## [Annotation dataset entries]
--- START ---

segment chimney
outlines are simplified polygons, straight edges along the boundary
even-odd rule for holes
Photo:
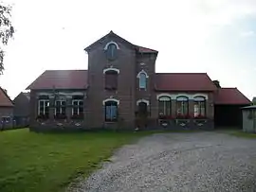
[[[256,105],[256,96],[254,96],[254,97],[252,98],[252,103],[253,103],[253,105]]]
[[[215,84],[217,88],[221,88],[220,81],[219,80],[212,80],[212,82]]]

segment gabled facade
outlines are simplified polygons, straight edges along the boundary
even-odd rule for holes
[[[0,131],[13,127],[13,103],[7,90],[0,87]]]
[[[46,71],[27,87],[31,129],[213,129],[222,88],[206,73],[155,73],[157,51],[112,31],[84,50],[88,70]]]
[[[29,124],[29,100],[30,94],[21,92],[13,99],[13,120],[15,127],[25,128]]]

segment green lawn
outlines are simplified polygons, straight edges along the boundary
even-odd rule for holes
[[[113,149],[151,132],[0,132],[0,191],[62,191]]]

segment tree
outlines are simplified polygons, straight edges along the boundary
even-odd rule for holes
[[[256,96],[254,96],[254,97],[252,98],[252,103],[253,103],[253,105],[256,105]]]
[[[4,46],[8,44],[9,38],[14,33],[14,28],[11,25],[11,6],[3,5],[0,2],[0,73],[4,71],[4,57],[5,51]]]

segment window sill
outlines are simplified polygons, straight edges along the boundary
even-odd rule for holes
[[[118,120],[112,120],[112,121],[108,121],[108,120],[105,120],[105,123],[117,123]]]

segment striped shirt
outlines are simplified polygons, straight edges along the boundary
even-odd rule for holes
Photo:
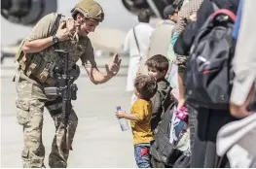
[[[199,11],[202,1],[203,0],[191,0],[181,8],[181,10],[179,12],[178,21],[177,21],[177,24],[175,27],[176,35],[179,35],[181,32],[184,31],[184,29],[188,23],[187,20],[189,19],[189,17]],[[178,55],[177,54],[175,64],[178,65],[179,72],[184,71],[184,69],[186,67],[187,60],[188,60],[187,55]]]

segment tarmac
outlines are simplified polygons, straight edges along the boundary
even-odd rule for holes
[[[100,70],[111,57],[97,57]],[[79,63],[81,64],[81,63]],[[90,82],[85,70],[76,84],[78,99],[73,102],[79,118],[70,152],[68,167],[71,168],[134,168],[131,131],[123,132],[115,117],[117,106],[129,111],[131,93],[126,92],[128,59],[123,57],[119,74],[104,84]],[[20,153],[23,147],[22,127],[16,118],[16,86],[12,82],[16,63],[6,58],[1,66],[1,167],[22,167]],[[44,113],[43,143],[46,148],[45,165],[55,135],[55,125],[49,113]]]

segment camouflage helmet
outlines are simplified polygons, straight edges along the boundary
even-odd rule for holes
[[[86,18],[103,21],[104,12],[102,7],[94,0],[82,0],[72,10],[72,17],[75,18],[77,13],[81,13]]]

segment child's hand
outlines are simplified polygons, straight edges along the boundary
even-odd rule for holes
[[[116,113],[116,117],[118,118],[125,118],[125,115],[126,115],[126,112],[122,112],[122,111],[119,111],[119,112]]]

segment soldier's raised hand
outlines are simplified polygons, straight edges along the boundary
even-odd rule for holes
[[[69,30],[66,28],[66,22],[59,23],[55,36],[59,41],[66,41],[69,39]]]
[[[112,75],[117,75],[122,59],[119,58],[118,53],[115,53],[112,59],[112,62],[106,65],[107,73],[111,73]]]

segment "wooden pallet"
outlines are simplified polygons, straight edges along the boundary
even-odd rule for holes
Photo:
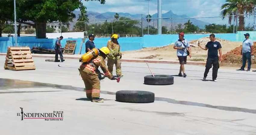
[[[67,44],[64,48],[63,54],[74,54],[76,45],[76,41],[75,40],[67,40]]]
[[[36,66],[29,47],[8,48],[5,69],[13,70],[36,69]]]

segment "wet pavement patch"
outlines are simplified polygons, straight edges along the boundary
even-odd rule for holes
[[[11,93],[25,92],[55,92],[61,91],[52,91],[32,92],[2,92],[1,90],[15,88],[23,88],[34,87],[52,87],[64,90],[73,90],[77,91],[84,91],[84,88],[82,88],[73,87],[67,85],[57,85],[49,83],[42,83],[29,81],[21,81],[18,80],[0,78],[0,94]],[[116,93],[108,91],[101,91],[101,93],[111,95],[115,95]],[[86,99],[80,98],[77,100],[86,100]],[[213,106],[203,103],[194,102],[186,101],[179,101],[171,98],[164,98],[155,97],[155,101],[164,101],[172,104],[181,104],[184,105],[197,106],[200,107],[215,108],[221,110],[228,111],[237,111],[256,114],[256,110],[249,109],[247,108],[236,107],[226,106]]]
[[[7,93],[23,93],[47,92],[62,92],[62,91],[21,91],[19,92],[0,92],[0,94]]]
[[[178,101],[174,99],[163,98],[156,97],[155,98],[155,101],[164,101],[172,104],[216,108],[219,110],[225,111],[234,111],[256,114],[256,110],[249,109],[247,108],[237,107],[236,107],[213,106],[208,104],[194,102],[193,102],[186,101]]]

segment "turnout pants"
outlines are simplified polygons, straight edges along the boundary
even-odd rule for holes
[[[119,59],[116,59],[108,58],[108,69],[111,74],[113,74],[113,66],[114,64],[116,66],[116,72],[117,76],[121,76],[122,73],[121,70],[121,60]]]
[[[212,68],[212,80],[216,80],[217,78],[217,75],[218,74],[218,70],[220,68],[219,64],[219,57],[207,58],[206,64],[205,65],[205,70],[204,75],[204,77],[206,78],[207,74],[209,72],[209,70],[212,67],[212,65],[213,65]]]
[[[243,61],[243,65],[241,67],[241,68],[245,69],[245,64],[246,63],[246,61],[248,61],[248,67],[247,69],[251,70],[251,52],[246,52],[243,53],[243,57],[242,59]]]
[[[55,50],[55,61],[58,60],[58,55],[60,55],[60,57],[61,57],[61,61],[63,60],[63,56],[62,55],[62,52],[61,52],[61,50],[60,49]]]
[[[89,99],[99,98],[100,83],[98,75],[95,73],[84,72],[83,71],[84,68],[80,68],[80,72],[85,86],[86,96]]]

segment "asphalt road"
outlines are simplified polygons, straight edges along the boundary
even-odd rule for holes
[[[14,71],[4,69],[0,56],[1,134],[256,135],[255,72],[221,67],[218,82],[211,81],[211,72],[203,81],[203,66],[186,65],[184,78],[175,76],[179,65],[150,63],[157,74],[174,75],[173,85],[150,86],[143,84],[150,74],[145,63],[124,62],[120,82],[101,81],[106,100],[97,103],[85,100],[78,60],[34,59],[36,70]],[[118,102],[120,90],[152,92],[155,101]],[[21,121],[20,107],[24,113],[63,111],[63,118]]]

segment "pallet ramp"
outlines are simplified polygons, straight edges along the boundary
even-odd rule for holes
[[[4,68],[15,70],[36,69],[30,48],[27,46],[8,47]]]
[[[63,51],[63,54],[74,54],[75,49],[76,46],[76,41],[75,40],[67,40]]]

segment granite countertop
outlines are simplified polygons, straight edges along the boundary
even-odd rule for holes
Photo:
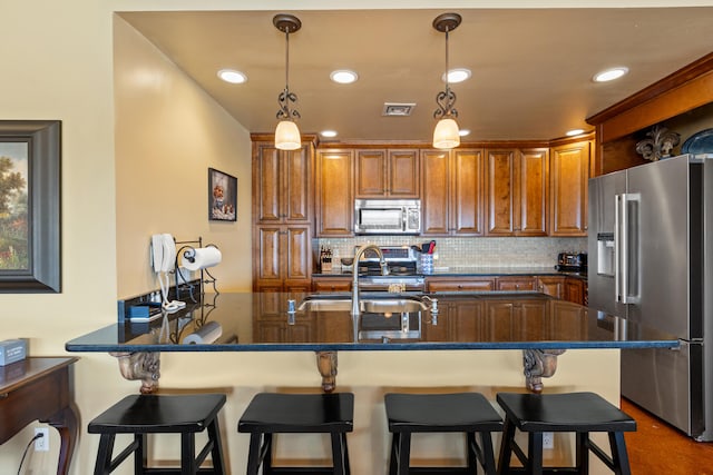
[[[538,293],[439,293],[439,311],[300,311],[307,294],[207,294],[203,303],[99,328],[68,352],[291,352],[676,347],[675,337]],[[363,293],[362,298],[421,298]],[[349,294],[312,298],[350,299]],[[289,299],[297,310],[287,311]],[[344,307],[346,308],[346,307]],[[430,307],[429,307],[430,308]],[[477,321],[472,321],[472,320]],[[408,324],[408,331],[403,325]],[[369,325],[369,328],[367,327]],[[369,330],[369,331],[368,331]],[[382,331],[382,333],[380,333]],[[365,335],[365,336],[362,336]],[[385,337],[379,337],[383,335]],[[202,340],[202,338],[204,338]],[[189,343],[195,344],[189,344]]]
[[[434,267],[423,277],[505,277],[505,276],[565,276],[586,280],[587,273],[557,270],[555,267]],[[312,277],[352,277],[352,273],[335,266],[330,273],[313,273]]]

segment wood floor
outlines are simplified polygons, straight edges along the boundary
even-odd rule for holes
[[[713,442],[695,442],[626,399],[622,410],[637,425],[624,436],[632,475],[713,475]]]

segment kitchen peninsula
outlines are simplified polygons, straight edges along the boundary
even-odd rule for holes
[[[123,362],[123,373],[144,364],[130,377],[143,380],[144,392],[158,383],[163,352],[315,352],[323,389],[333,390],[338,352],[515,349],[525,352],[528,386],[541,390],[539,378],[551,376],[556,356],[567,349],[678,345],[670,335],[539,293],[440,293],[428,298],[362,293],[361,298],[362,313],[352,318],[342,305],[351,304],[348,294],[207,294],[204,301],[154,321],[97,329],[68,342],[66,349],[110,353]],[[392,313],[384,304],[406,311]]]

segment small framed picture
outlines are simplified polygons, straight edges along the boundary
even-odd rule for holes
[[[208,168],[208,219],[237,220],[237,178]]]
[[[0,120],[0,293],[61,291],[59,120]]]

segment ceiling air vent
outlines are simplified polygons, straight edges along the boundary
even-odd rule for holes
[[[416,103],[384,102],[381,115],[385,117],[409,117]]]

--- END ---

## [PROBLEM DETAILS]
List every line of the records that contains the word "pallet", copying each line in full. Case counts when matching.

## [ANSWER TO THIS PROBLEM]
segment "wooden pallet"
segment "pallet ramp"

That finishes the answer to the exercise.